• What you should do: Output the entries word for word. Omit images.

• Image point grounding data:
- - -
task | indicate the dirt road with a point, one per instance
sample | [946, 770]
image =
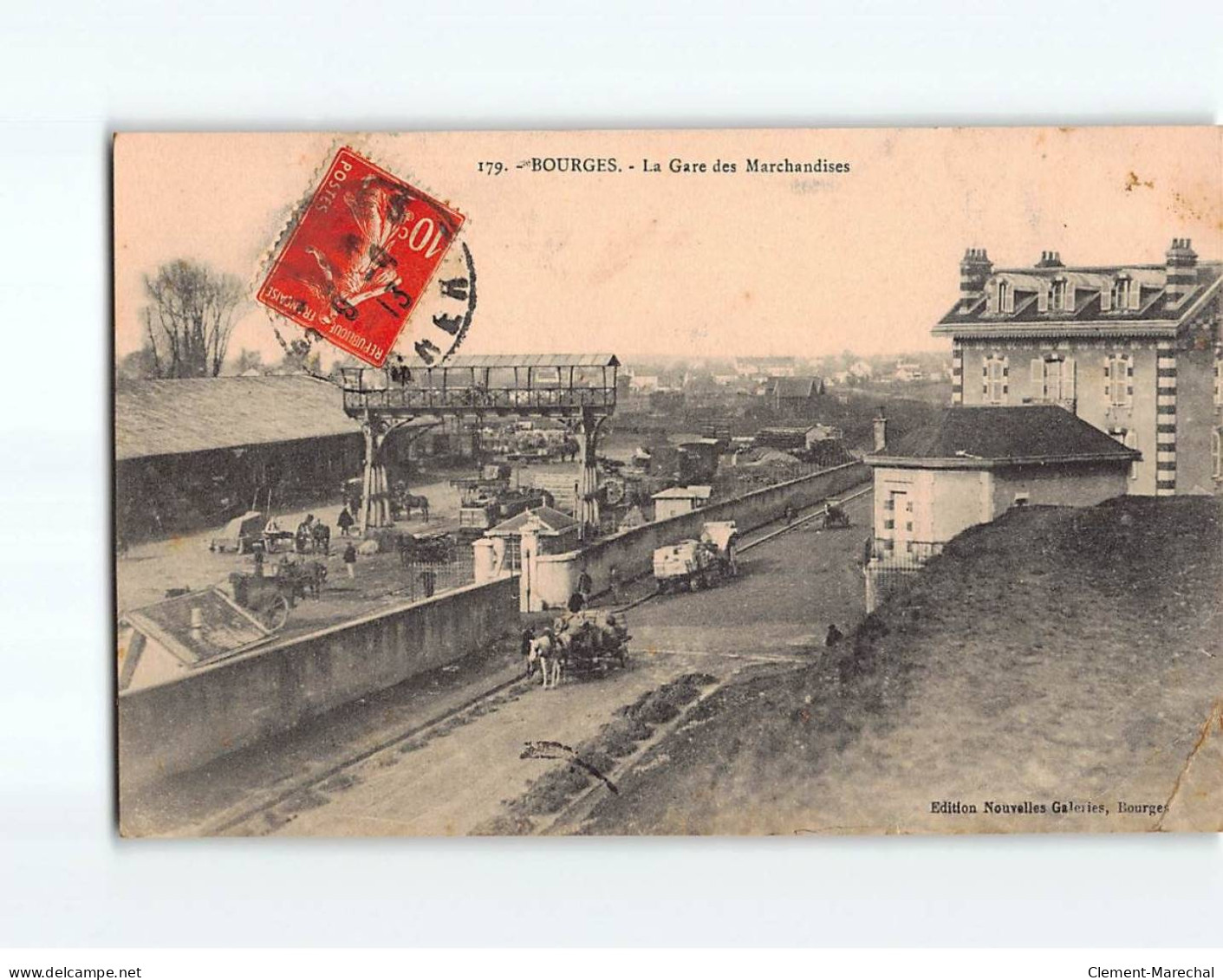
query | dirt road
[455, 777]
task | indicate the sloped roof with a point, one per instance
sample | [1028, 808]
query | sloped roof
[548, 518]
[1155, 315]
[520, 360]
[195, 414]
[794, 387]
[975, 437]
[684, 493]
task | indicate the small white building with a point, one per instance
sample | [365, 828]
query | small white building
[982, 461]
[676, 500]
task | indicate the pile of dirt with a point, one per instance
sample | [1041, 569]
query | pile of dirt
[1056, 650]
[597, 756]
[663, 704]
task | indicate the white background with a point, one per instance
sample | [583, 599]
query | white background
[70, 74]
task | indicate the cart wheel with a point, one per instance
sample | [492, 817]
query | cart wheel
[276, 613]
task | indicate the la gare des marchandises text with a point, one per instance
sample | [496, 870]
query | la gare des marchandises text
[580, 165]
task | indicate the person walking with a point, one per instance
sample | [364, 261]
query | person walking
[345, 521]
[527, 640]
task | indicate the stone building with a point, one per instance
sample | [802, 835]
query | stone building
[1133, 350]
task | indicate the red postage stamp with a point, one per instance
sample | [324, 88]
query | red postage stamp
[360, 258]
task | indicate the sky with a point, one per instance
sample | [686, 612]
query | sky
[699, 264]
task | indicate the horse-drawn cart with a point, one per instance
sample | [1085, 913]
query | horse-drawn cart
[595, 640]
[271, 596]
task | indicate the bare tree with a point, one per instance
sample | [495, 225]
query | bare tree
[190, 318]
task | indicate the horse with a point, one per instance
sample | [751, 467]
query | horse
[321, 535]
[421, 503]
[552, 652]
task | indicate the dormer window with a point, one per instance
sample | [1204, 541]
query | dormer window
[1005, 297]
[1127, 294]
[1058, 295]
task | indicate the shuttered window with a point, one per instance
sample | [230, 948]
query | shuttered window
[1119, 380]
[1053, 379]
[996, 379]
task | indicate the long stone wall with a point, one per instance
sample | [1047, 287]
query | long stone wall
[553, 578]
[190, 721]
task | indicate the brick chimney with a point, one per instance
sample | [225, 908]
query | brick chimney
[975, 271]
[881, 432]
[1181, 271]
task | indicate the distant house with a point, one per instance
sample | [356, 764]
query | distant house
[794, 393]
[553, 532]
[795, 437]
[678, 500]
[981, 461]
[765, 367]
[667, 399]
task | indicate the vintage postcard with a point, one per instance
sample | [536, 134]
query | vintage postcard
[669, 483]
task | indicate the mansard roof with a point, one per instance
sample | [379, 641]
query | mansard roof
[1154, 315]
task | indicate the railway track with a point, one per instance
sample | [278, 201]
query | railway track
[238, 816]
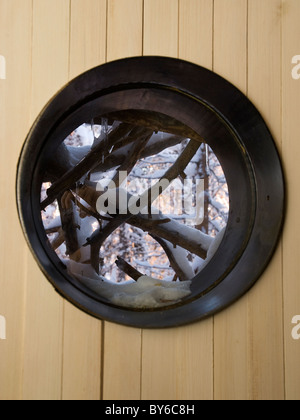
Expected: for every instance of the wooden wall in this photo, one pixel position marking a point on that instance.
(54, 351)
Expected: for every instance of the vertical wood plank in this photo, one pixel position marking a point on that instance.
(266, 365)
(125, 29)
(15, 47)
(195, 31)
(44, 308)
(82, 333)
(122, 345)
(87, 35)
(122, 363)
(230, 326)
(161, 27)
(178, 363)
(291, 266)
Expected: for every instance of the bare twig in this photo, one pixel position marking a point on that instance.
(91, 160)
(128, 269)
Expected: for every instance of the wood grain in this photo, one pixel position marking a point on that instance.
(122, 345)
(15, 47)
(54, 351)
(230, 327)
(291, 266)
(265, 345)
(44, 307)
(82, 334)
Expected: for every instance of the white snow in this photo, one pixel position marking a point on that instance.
(146, 293)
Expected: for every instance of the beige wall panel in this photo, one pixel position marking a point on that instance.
(291, 151)
(122, 363)
(15, 47)
(44, 307)
(81, 375)
(230, 326)
(125, 29)
(177, 363)
(265, 358)
(55, 351)
(87, 35)
(195, 31)
(161, 27)
(122, 345)
(82, 333)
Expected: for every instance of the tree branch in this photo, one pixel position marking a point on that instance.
(128, 269)
(87, 164)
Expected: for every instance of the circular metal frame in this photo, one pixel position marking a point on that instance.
(230, 124)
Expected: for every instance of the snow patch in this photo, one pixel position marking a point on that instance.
(146, 293)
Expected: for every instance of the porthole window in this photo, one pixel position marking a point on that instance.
(150, 192)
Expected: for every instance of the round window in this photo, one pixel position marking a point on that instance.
(150, 192)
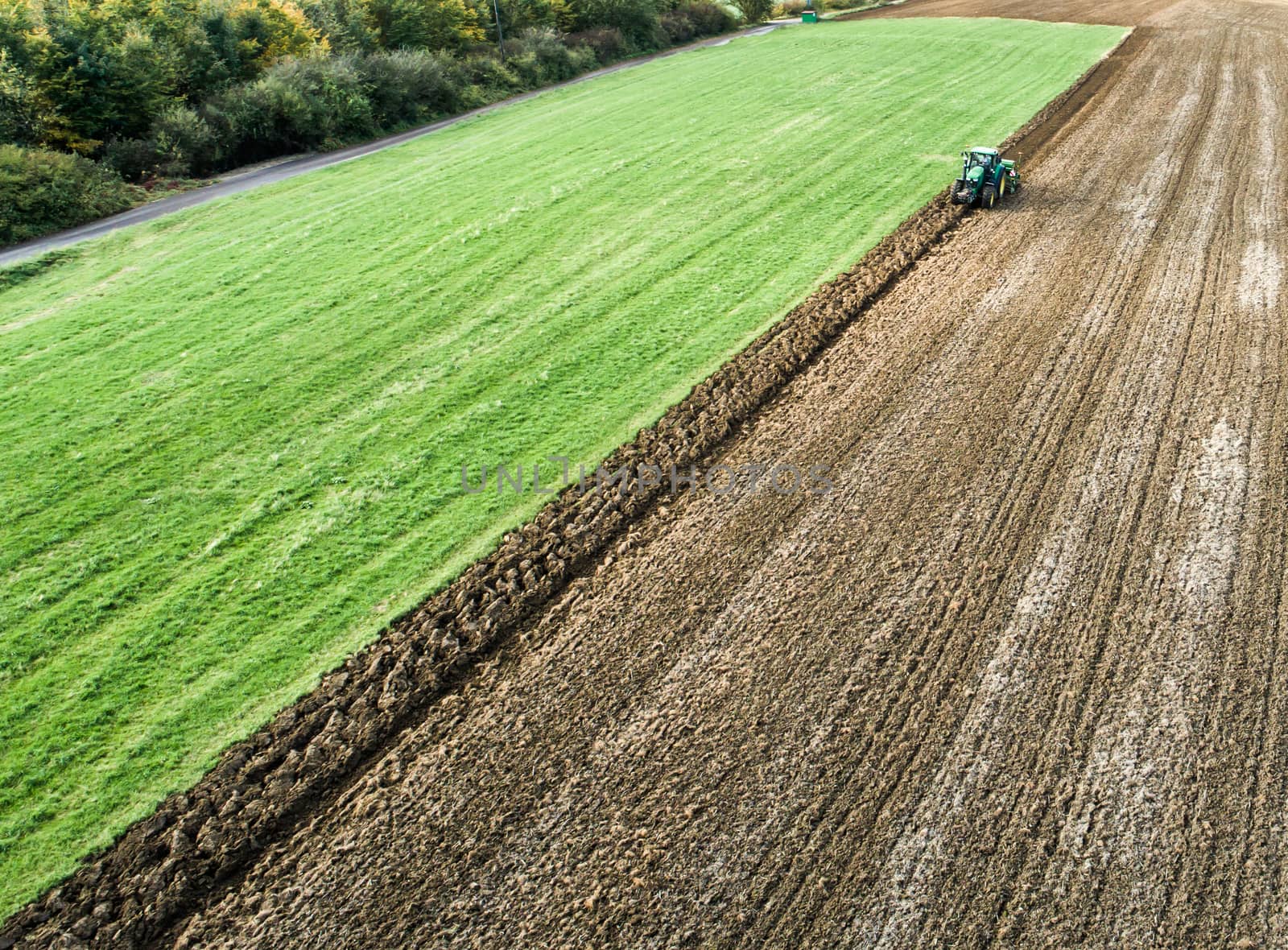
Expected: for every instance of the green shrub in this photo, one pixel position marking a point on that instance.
(42, 192)
(637, 19)
(678, 26)
(708, 19)
(607, 44)
(182, 142)
(295, 105)
(411, 85)
(755, 10)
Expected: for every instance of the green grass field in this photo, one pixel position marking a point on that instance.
(231, 440)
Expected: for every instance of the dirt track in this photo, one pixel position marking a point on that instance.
(1015, 680)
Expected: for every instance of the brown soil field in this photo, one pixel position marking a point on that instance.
(1015, 680)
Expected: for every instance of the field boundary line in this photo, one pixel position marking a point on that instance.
(201, 841)
(237, 182)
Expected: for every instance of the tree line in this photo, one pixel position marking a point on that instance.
(101, 99)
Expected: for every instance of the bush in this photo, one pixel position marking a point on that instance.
(411, 85)
(42, 192)
(607, 44)
(132, 159)
(708, 19)
(637, 19)
(298, 105)
(755, 10)
(491, 76)
(184, 143)
(678, 27)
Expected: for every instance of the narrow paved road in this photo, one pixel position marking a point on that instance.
(1018, 680)
(246, 180)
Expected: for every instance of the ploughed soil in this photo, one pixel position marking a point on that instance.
(1014, 680)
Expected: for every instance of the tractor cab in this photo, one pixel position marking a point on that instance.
(979, 159)
(985, 178)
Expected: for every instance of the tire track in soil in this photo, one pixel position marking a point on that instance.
(1013, 681)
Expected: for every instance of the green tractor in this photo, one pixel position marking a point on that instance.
(985, 180)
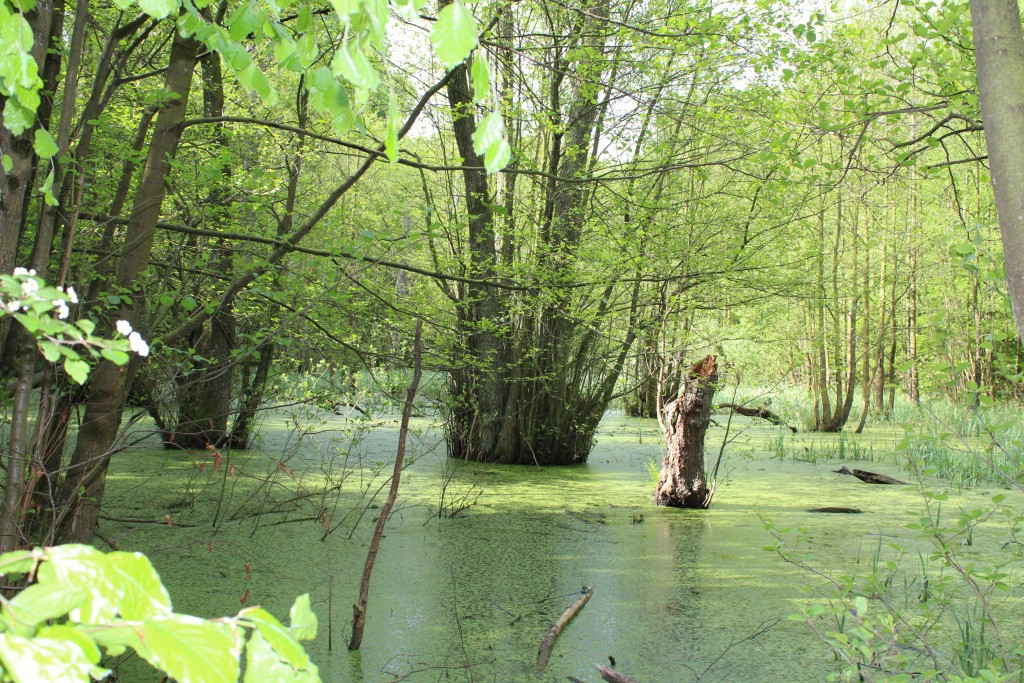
- - -
• Exercise answer:
task | indicate the dirt road with a point, one per instance
sample | [946, 770]
image =
query | dirt road
[455, 777]
task | indicate the sloped roof with a point, one per instance
sample | [1028, 808]
query | sloped roof
[548, 518]
[1155, 315]
[520, 360]
[195, 414]
[794, 387]
[975, 437]
[684, 493]
task | indicate the small white building with a point, one per instance
sample | [365, 828]
query | small white building
[982, 461]
[676, 500]
task | indicate the pile of dirt with a point, one per instance
sample | [1041, 569]
query | pile of dirt
[1056, 650]
[597, 756]
[663, 704]
task | indicate the white background with a point, one per instance
sample | [583, 599]
query | white background
[70, 74]
task | indicate the cart wheel with a point, one per instance
sample | [492, 817]
query | cart wheel
[276, 613]
task | indicate the la gare des marchandises text with a point, one per instance
sample | [496, 870]
query | la gare des marchandises text
[580, 165]
task | indicate the person walking with a point, one per instance
sample | [364, 261]
query | person walking
[345, 521]
[527, 640]
task | indicate the stone building with a point, one per instance
sample | [802, 835]
query | stone building
[1133, 350]
task | indicate the red postage stamp with a point, one per instance
sample | [324, 88]
query | red postage stamp
[360, 258]
task | indicate the sky with a point, one per instance
sample | [686, 612]
query | sky
[699, 264]
task | indicate the horse-drawn cart with a point, one per instance
sample | [1085, 913]
query | horse-drawn cart
[595, 640]
[271, 596]
task | indicate the bare tree with a point, one per instance
sample | [495, 225]
query | bare tree
[190, 318]
task | indicate the horse with a point, one per instance
sample | [751, 467]
query | horse
[321, 535]
[421, 503]
[552, 652]
task | indicate the dormer window with a point, one per instance
sample | [1204, 541]
query | dormer window
[1005, 297]
[1127, 294]
[1058, 295]
task | indicate the shuttered window with a point, one per instance
sample | [230, 948]
query | shuttered window
[1119, 380]
[1053, 379]
[996, 379]
task | indicate the long stone wall with a point, one per instance
sample | [1047, 287]
query | long stone wall
[553, 578]
[190, 721]
task | indicate the brick chimney with a point, one per instance
sample | [225, 908]
query | brick chimney
[975, 271]
[881, 432]
[1181, 271]
task | indicate the distant house with a point, one per instance
sample | [356, 764]
query | distant house
[794, 393]
[553, 532]
[795, 437]
[678, 500]
[981, 461]
[765, 367]
[667, 399]
task | indicate the vintage postcard with a point, one per instance
sample | [536, 134]
query | vintage postcard
[669, 483]
task | indicate the mansard roof with a point, one per instance
sample | [379, 641]
query | mansard roof
[1154, 315]
task | indicate the railway track with a point, one per instance
sample | [278, 201]
query | railway track
[238, 816]
Expected: for every instance of the wooden wall in this photo, one pixel position marking a point on that instance.
(54, 351)
Expected: for every instance of the vertical wood plank in this photo, one pixel position marking a point on that instance.
(266, 365)
(125, 29)
(15, 47)
(195, 31)
(44, 308)
(82, 333)
(122, 345)
(87, 35)
(122, 363)
(230, 326)
(161, 27)
(178, 363)
(291, 266)
Expected: for every instance of the bare twig in this photo, one pixel position marking a point on that instance.
(91, 160)
(128, 269)
Expected: for every instance of the wood grain in this photo, one pixel position marking a point on that instance.
(122, 345)
(15, 47)
(54, 351)
(230, 327)
(291, 266)
(265, 345)
(44, 307)
(82, 334)
Expected: for every instance of the white snow in this photo, one pixel position marking a point on that instance.
(146, 293)
Expected: for every instance of the beige wall panel in this photo, one pixel position marking a point on that instance.
(291, 151)
(122, 363)
(15, 47)
(44, 307)
(81, 375)
(230, 326)
(125, 29)
(177, 363)
(265, 358)
(55, 351)
(87, 35)
(195, 31)
(161, 27)
(122, 345)
(82, 333)
Expected: for every instance of the tree branch in this photo, one pixel position marking a point on that instance.
(128, 269)
(87, 164)
Expected: for every instance of the circular metal frame in this photo, one pixel position marking a point on that instance.
(230, 124)
Expected: for every instance of the snow patch in this photo, one pixel position marking a point on that instance.
(146, 293)
Expected: for every instance of the porthole window in this photo, one pixel position marking a point on that instance.
(150, 192)
Expected: for every instance of the round window in this photo, one pixel position marking a point on that instance.
(150, 192)
Expected: for every instance of the green shrub in this photo, one pixel position marking a point on that instance.
(42, 192)
(637, 19)
(678, 26)
(708, 19)
(607, 44)
(182, 142)
(295, 105)
(411, 85)
(755, 10)
Expected: for every instance of the green grass field in this photo, one pixel position marking a point on that instance.
(231, 440)
Expected: for every instance of the dirt track in this photo, one pixel position marking a point on that instance.
(1015, 680)
Expected: for every instance of the brown soil field in this photo, one pixel position marking a point on that instance.
(1015, 680)
Expected: for every instance of the field boundary line in this photo, one pixel position marking a point on that instance.
(201, 841)
(237, 182)
Expected: for every instance of the tree line in this photo, one pixel position marking a point on that instance.
(101, 99)
Expected: for every instance of the bush in this photo, one pixel position marking a point on that instance.
(411, 85)
(42, 192)
(607, 44)
(132, 159)
(708, 19)
(637, 19)
(298, 105)
(755, 10)
(491, 76)
(184, 143)
(678, 27)
Expected: for every instance of the narrow paved road in this photo, one pixel position marking a point on that instance.
(1018, 680)
(246, 180)
Expected: for every instance of the ploughed soil in this photo, one pixel position marking a point on that instance.
(1014, 680)
Expected: for every instance of the tractor cab in this photo, one pixel position marking a point on that instance.
(979, 159)
(985, 178)
Expected: for every instance of the tire track in soil in this photo, one pixel position marking a point on that instance.
(1013, 681)
Expected: for every instance of the green tractor in this photo, one pixel position marking a point on that instance.
(985, 180)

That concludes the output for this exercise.